:: Stored data ::
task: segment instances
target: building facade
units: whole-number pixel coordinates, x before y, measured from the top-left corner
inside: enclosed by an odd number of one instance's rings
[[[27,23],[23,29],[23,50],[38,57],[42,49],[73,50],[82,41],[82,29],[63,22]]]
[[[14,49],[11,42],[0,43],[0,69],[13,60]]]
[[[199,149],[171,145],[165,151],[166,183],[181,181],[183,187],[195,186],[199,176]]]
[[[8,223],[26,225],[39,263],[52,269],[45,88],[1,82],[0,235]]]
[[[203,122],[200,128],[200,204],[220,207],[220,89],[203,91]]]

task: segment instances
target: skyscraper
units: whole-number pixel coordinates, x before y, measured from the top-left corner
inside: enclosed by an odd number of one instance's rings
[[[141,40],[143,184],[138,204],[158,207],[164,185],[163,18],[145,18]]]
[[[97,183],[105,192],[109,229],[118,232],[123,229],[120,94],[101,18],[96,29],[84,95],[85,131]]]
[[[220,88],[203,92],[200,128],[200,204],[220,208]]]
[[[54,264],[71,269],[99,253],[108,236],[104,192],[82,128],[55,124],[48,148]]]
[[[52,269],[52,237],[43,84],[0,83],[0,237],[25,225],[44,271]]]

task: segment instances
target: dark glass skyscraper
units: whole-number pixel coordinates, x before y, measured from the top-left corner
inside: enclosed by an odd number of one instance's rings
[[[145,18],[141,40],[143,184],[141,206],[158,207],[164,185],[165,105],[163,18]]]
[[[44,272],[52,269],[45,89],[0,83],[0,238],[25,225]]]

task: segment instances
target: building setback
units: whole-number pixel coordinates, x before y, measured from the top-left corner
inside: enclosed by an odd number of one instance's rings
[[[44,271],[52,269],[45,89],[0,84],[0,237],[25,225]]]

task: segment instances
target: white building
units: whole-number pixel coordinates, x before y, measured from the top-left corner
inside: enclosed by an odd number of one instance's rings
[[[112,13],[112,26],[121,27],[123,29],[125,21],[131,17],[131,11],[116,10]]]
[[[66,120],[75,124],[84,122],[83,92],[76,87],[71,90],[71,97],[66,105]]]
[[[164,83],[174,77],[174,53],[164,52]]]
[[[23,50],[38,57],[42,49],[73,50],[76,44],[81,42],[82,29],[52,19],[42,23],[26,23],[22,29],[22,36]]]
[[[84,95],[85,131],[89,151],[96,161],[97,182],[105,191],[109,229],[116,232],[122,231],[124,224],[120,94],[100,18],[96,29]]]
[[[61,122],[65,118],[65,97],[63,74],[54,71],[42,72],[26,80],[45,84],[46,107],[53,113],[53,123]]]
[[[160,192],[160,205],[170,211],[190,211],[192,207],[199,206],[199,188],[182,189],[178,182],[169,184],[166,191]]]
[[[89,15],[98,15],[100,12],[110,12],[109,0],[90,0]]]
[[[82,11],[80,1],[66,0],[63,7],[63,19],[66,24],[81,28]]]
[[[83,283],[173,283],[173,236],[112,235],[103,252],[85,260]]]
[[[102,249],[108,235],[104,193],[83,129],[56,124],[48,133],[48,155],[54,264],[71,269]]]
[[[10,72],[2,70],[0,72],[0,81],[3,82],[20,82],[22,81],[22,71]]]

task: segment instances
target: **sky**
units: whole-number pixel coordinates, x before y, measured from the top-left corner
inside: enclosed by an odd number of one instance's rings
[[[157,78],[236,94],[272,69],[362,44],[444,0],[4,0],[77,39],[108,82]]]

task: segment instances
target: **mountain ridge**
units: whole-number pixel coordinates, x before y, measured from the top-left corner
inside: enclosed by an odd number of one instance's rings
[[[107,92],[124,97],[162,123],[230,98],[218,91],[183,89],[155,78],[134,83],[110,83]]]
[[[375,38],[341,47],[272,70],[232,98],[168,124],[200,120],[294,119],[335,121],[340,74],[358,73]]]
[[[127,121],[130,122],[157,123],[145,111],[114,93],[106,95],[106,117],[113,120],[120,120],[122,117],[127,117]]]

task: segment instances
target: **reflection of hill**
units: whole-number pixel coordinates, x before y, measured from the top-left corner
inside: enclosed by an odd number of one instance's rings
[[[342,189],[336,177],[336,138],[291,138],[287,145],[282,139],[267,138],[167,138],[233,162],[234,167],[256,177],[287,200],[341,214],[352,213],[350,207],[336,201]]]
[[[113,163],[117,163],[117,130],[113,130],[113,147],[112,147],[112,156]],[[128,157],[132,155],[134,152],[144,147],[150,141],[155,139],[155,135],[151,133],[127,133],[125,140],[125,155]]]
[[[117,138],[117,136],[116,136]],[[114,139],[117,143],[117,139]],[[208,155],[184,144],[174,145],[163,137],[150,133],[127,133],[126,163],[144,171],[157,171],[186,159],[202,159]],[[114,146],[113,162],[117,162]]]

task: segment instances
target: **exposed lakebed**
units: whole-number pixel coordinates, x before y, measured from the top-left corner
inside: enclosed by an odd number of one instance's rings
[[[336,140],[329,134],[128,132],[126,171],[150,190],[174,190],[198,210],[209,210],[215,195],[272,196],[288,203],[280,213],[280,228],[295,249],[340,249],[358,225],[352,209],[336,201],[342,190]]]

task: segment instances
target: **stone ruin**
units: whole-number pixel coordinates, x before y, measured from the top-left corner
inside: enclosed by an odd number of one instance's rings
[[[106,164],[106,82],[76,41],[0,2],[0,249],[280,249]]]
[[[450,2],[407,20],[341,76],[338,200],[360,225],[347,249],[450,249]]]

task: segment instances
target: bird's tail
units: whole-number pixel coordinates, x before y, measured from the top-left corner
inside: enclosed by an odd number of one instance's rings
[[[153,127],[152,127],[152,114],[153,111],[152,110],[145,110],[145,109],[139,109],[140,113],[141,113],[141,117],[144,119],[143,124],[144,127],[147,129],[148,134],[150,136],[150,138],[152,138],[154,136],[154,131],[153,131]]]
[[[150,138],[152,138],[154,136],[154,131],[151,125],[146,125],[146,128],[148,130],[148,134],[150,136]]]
:::
== Task to carry out ==
Your answer must be an exact copy of all the entries.

== Your response ==
task: segment instances
target: building facade
units: whole-number pixel coordinates, x before y, measured from the top-left corner
inside: enclosed by an odd number of one instance's rings
[[[27,23],[23,29],[23,50],[38,57],[42,49],[73,50],[82,41],[82,29],[63,22]]]
[[[14,49],[11,42],[0,43],[0,69],[13,60]]]
[[[199,149],[171,145],[165,151],[166,183],[181,181],[183,187],[195,186],[199,176]]]
[[[8,223],[26,225],[39,263],[52,269],[45,88],[1,82],[0,235]]]
[[[203,122],[200,128],[200,204],[220,207],[220,89],[203,91]]]

task: segment instances
target: skyscraper
units: whole-number pixel coordinates, x before y, measured from the top-left corner
inside: enclosed by an odd number of one instance's rings
[[[141,40],[143,184],[138,204],[158,207],[164,185],[163,18],[145,18]]]
[[[97,183],[105,192],[109,229],[118,232],[123,229],[120,94],[101,18],[96,29],[84,95],[85,131]]]
[[[220,88],[203,92],[200,128],[200,204],[220,208]]]
[[[54,264],[71,269],[99,253],[108,236],[104,192],[82,128],[55,124],[48,148]]]
[[[52,269],[52,237],[43,84],[0,83],[0,237],[25,225],[44,271]]]

task: segment instances
target: dark glass skyscraper
units: whole-number pixel coordinates, x before y, measured from the top-left corner
inside: enclosed by an odd number of one instance's rings
[[[145,18],[141,40],[143,184],[141,206],[158,207],[164,185],[165,105],[163,18]]]
[[[44,272],[52,269],[45,89],[0,83],[0,238],[25,225]]]

task: segment instances
target: building setback
units: whole-number pixel coordinates, x before y, measured from the top-left corner
inside: enclosed by an odd number of one instance's rings
[[[44,271],[52,269],[45,89],[0,84],[0,237],[25,225]]]

task: segment instances
target: white building
units: whole-number pixel coordinates, x before y, measured from the top-left corner
inside: enclosed by an odd number of one instance's rings
[[[112,13],[112,26],[121,27],[123,29],[125,21],[131,17],[131,11],[116,10]]]
[[[66,120],[75,124],[84,122],[83,92],[76,87],[71,90],[71,97],[66,105]]]
[[[164,83],[174,77],[174,53],[164,52]]]
[[[23,50],[38,57],[42,49],[73,50],[76,44],[81,42],[82,29],[52,19],[42,23],[26,23],[22,29],[22,36]]]
[[[84,95],[85,131],[89,151],[96,161],[97,182],[105,191],[109,229],[116,232],[122,231],[124,224],[120,94],[100,18],[96,29]]]
[[[61,122],[65,118],[65,97],[63,74],[54,71],[42,72],[26,80],[45,84],[46,107],[53,113],[53,123]]]
[[[160,192],[160,205],[170,211],[190,211],[192,207],[199,206],[199,188],[182,189],[178,182],[169,184],[166,191]]]
[[[89,15],[98,15],[100,12],[110,12],[109,0],[90,0]]]
[[[82,11],[80,1],[66,0],[63,7],[63,19],[66,24],[81,28]]]
[[[83,283],[173,283],[173,236],[112,235],[103,252],[85,260]]]
[[[102,249],[108,235],[104,193],[83,129],[56,124],[48,133],[48,155],[54,264],[71,269]]]
[[[10,72],[2,70],[0,72],[0,81],[3,82],[20,82],[22,81],[22,71]]]

task: segment instances
target: **sky**
units: whole-number pixel coordinates, x before y, measured from the top-left corner
inside: enclosed by an odd number of one instance's rings
[[[157,78],[236,94],[272,69],[362,44],[444,0],[4,0],[77,39],[108,82]]]

task: segment instances
target: **mountain ridge**
units: whole-number pixel coordinates, x before y, measured from the top-left corner
inside: enclosed by an odd number of one instance's rings
[[[107,92],[124,97],[162,123],[230,98],[218,91],[183,89],[155,78],[134,83],[110,83]]]
[[[375,38],[341,47],[272,70],[232,98],[168,124],[200,120],[294,119],[335,121],[340,74],[358,73]]]
[[[127,121],[130,122],[157,123],[145,111],[114,93],[106,95],[106,117],[113,120],[120,120],[122,117],[127,117]]]

task: segment instances
target: **reflection of hill**
units: whole-number pixel coordinates, x before y, measured from the top-left corner
inside: enclosed by an odd number of one instance's rings
[[[342,189],[336,177],[336,138],[291,138],[287,145],[282,139],[267,138],[167,138],[233,162],[234,167],[256,177],[287,200],[341,214],[352,213],[350,207],[336,201]]]
[[[113,163],[117,163],[117,130],[113,130],[113,147],[112,147],[112,156]],[[128,157],[132,155],[134,152],[144,147],[150,141],[155,139],[155,135],[151,133],[127,133],[125,140],[125,155]]]
[[[117,138],[117,136],[116,136]],[[114,139],[117,143],[117,139]],[[208,155],[184,144],[174,145],[163,137],[150,133],[127,133],[126,163],[144,171],[157,171],[186,159],[202,159]],[[114,146],[113,162],[117,162]]]

task: segment instances
target: **exposed lakebed**
units: whole-number pixel coordinates, x before y, measured from the top-left corner
inside: enclosed by an odd number of one instance's rings
[[[336,140],[329,134],[128,132],[126,171],[150,190],[174,190],[198,210],[209,210],[215,195],[272,196],[288,203],[280,213],[280,228],[295,249],[340,249],[358,225],[352,209],[336,201],[342,190]]]

task: segment instances
target: **stone ruin**
units: whole-number pixel coordinates, x before y, measured from the top-left corner
inside: enclosed by an odd number of one instance's rings
[[[106,164],[106,82],[76,41],[0,2],[0,249],[280,249]]]
[[[450,2],[407,20],[341,76],[338,200],[360,225],[347,249],[450,249]]]

task: segment instances
target: bird's tail
units: whole-number pixel coordinates, x before y, measured from the top-left corner
inside: enclosed by an odd number of one instance's rings
[[[153,127],[152,127],[152,114],[153,111],[152,110],[145,110],[145,109],[139,109],[140,113],[141,113],[141,117],[144,119],[143,124],[144,127],[147,129],[148,134],[150,136],[150,138],[152,138],[154,136],[154,131],[153,131]]]
[[[150,138],[152,138],[154,136],[154,131],[151,125],[146,125],[146,128],[148,130],[148,134],[150,136]]]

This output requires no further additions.